*** PASSAGE PROVIDED ***

Stress is a national obsession

Stress is back on the agenda. The launch of the Health & Safety Executive (HSE) management standards (Personnel Today, 9 November), National Stress Awareness Day, and the surveys revealing that stress is on the increase and the single biggest cause of absenteeism (even if some management have no experience of their staff suffering from stress), have turned it into a national obsession.

I would argue it is a national reality and because of this, the HSE standards are a disappointment. Measurable standards on the management and reduction of stress, and practical guidance on how to achieve them, are long overdue. While we welcome initiatives to help employers better support staff by improving working conditions, the new guidelines are neither measurable – as surely standards should be – nor easily understood or simple to apply.

Stress is a real workplace hazard and employers would be helped by more hard-edged recommendations. The abstract language leaves much to the imagination of individual employers. The likelihood is that those organisations that need to tackle stress most urgently will be under no obligation to do more than show they comply with these recommendations. Since they are general, this does not necessarily translate into concrete actions intended to reduce stress for employees.

*** End of PASSAGE PROVIDED ***

WHAT NEEDS TO BE DONE ::
Resume the passage on workplace stress and the HSE standards, picking up after its final sentence.

*** EXTRACTED ENTRIES ***

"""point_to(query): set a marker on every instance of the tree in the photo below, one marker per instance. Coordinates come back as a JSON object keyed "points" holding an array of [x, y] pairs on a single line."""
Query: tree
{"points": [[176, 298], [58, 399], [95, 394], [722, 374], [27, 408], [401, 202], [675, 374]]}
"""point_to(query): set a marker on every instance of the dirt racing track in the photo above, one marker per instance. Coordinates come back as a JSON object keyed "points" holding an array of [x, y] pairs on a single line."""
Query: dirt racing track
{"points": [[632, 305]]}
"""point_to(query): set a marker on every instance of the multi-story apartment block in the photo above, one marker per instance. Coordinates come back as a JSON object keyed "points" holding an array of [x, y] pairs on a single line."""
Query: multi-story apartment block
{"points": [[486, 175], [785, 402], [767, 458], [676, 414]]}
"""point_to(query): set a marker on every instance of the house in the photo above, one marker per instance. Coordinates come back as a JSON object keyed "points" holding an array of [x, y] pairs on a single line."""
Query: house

*** End of EXTRACTED ENTRIES ***

RESPONSE ::
We realise that this is a developmental process, and that things are undoubtedly moving in the right direction. That said, we spend a lot of time trying to convince employers that the woolly area of stress is worthy of their attention.

Barry Winbolt
Head of clinical practice, PPC Worldwide


Do not fear stress, manage it properly

I welcome the Health and Safety Executive’s (HSE) recent focus on work-related stress (Personnel Today, 9 November). In a competitive environment, where we are approaching full employment and employers are desperately trying to improve productivity, the costs associated with stress – as released by the TUC and HSE – can no longer be ignored.

The problem from an organisational point of view is that we have a term bandied about in a negative context by various institutions with no standard or commercially-relevant measurement. Doctors have no standard definition for stress; employers have none; and employees certainly don’t have one. In short, we cannot manage what we cannot measure.

The truth is that stress, managed properly, is a perfectly natural response to pressure.

We need a certain amount of stress to respond to and cope with the inevitable pressures of our daily lives at work and at home. It is ‘distress’ that is bad; bad for individuals and the organisations they work for.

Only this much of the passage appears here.